DOCUMENT TEXT -
· · · ·
ADJUDICATION OFFICER Recommendation on dispute under Industrial Relations Act 1969
Investigation Recommendation Reference: ADJ 00041535
Parties:
| Worker | Employer |
Anonymised Parties | A HR Manager | A Cleaning Company |
Dispute:
Act | Dispute Reference No. | Date of Receipt |
Complaint seeking adjudication by the Workplace Relations Commission under section 13 of the Industrial Relations Act, 1969 | CA-53380 | 24/01/2022 |
Workplace Relations Commission Adjudication Officer: Pat Brady
Date of Hearing: 13/09/2022
Procedure:
In accordance with Section 13 of the Industrial Relations Act 1969 (as amended)following the referral of the dispute to me by the Director General, I inquired into the dispute and gave the parties an opportunity to be heard by me and to present to me any information relevant to the dispute.
Summary of Workers Case:
The complainant commenced employment on October 10th, 2021, and her employment terminated on the January 20th 2022.
She had made a complaint to her employer about receiving a number of disrespectful emails from a colleague which for which the managing director apologised and suggested mediation.
· · · ·
DATASET EXTRACT -
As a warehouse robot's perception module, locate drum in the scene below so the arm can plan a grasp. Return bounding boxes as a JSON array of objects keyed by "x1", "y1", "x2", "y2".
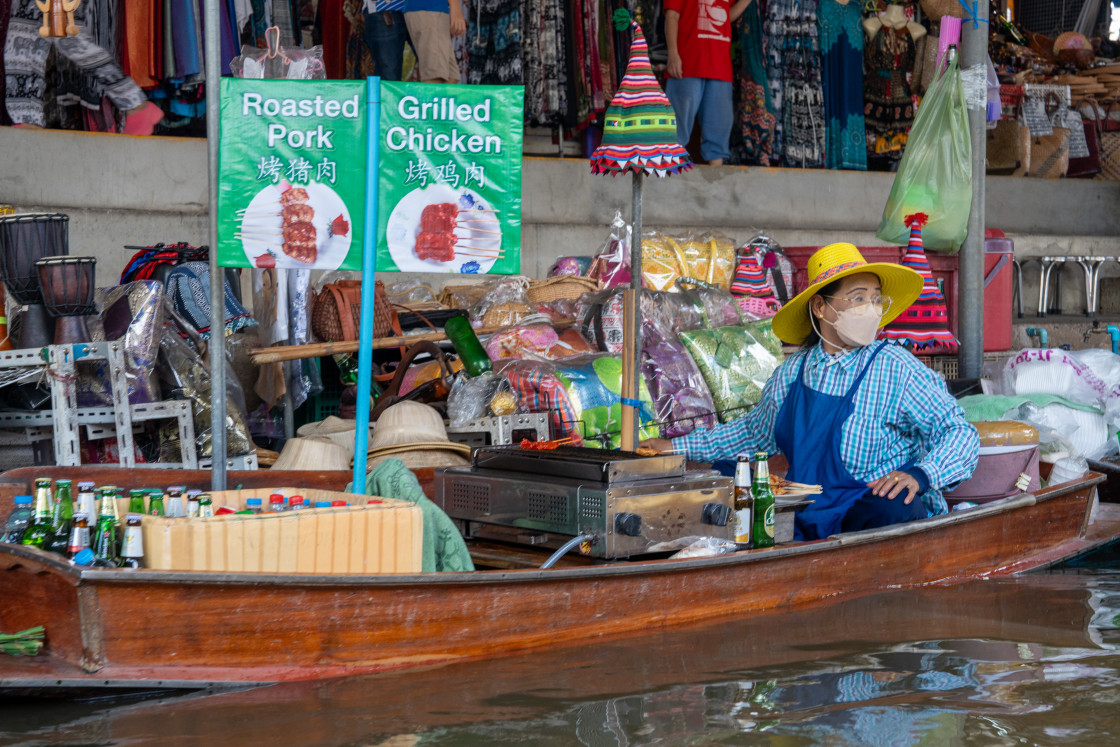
· · · ·
EXERCISE INSTRUCTIONS -
Resume the adjudication recommendation on the HR manager's dispute, beginning after its last sentence about the managing director's apology and suggested mediation.

FINAL RESULT -
The person who had sent these emails had repeatedly tried to undermine her in front of colleagues and in addition to the disrespectful emails he copied other colleagues who did not need to be involved.
She complained to the Managing Director who acknowledged in writing that she was sorry that the complainant had been treated in this way. She proposed mediation with the parties to which the complainant agreed as she wished to resolve the situation informally.
This mediation took place on January 6th, 2022.
The complainant had sought a public apology by which she meant that it should be made in the presence of those people who had were aware of the original emails.
She was told that the other party had agreed to this and therefore she accepted it on the understanding that there would be a further review of behaviour and attitudes from this manager two weeks later.
However, on January 20th two weeks after the mediation she was called into the Managing Director’s office and told her employment was being terminated with immediate effect.
When she asked why she was told that it was because she was not ‘’a good fit’ for the company.
She was told that she had done nothing wrong and had done everything that was asked of her.
However, she particularly objected to the manner in which the termination was implemented. She was advised to clear her desk and escorted by the MD out of the office who remained with her until her partner came to collect her.
This was an embarrassing and humiliating experience. She was essentially marched out of the office as if she had engaged in wrongdoing and the conversation terminating her employment was carried on with an earshot of other employees of the company.
She was able to hear them laughing at her discomfort.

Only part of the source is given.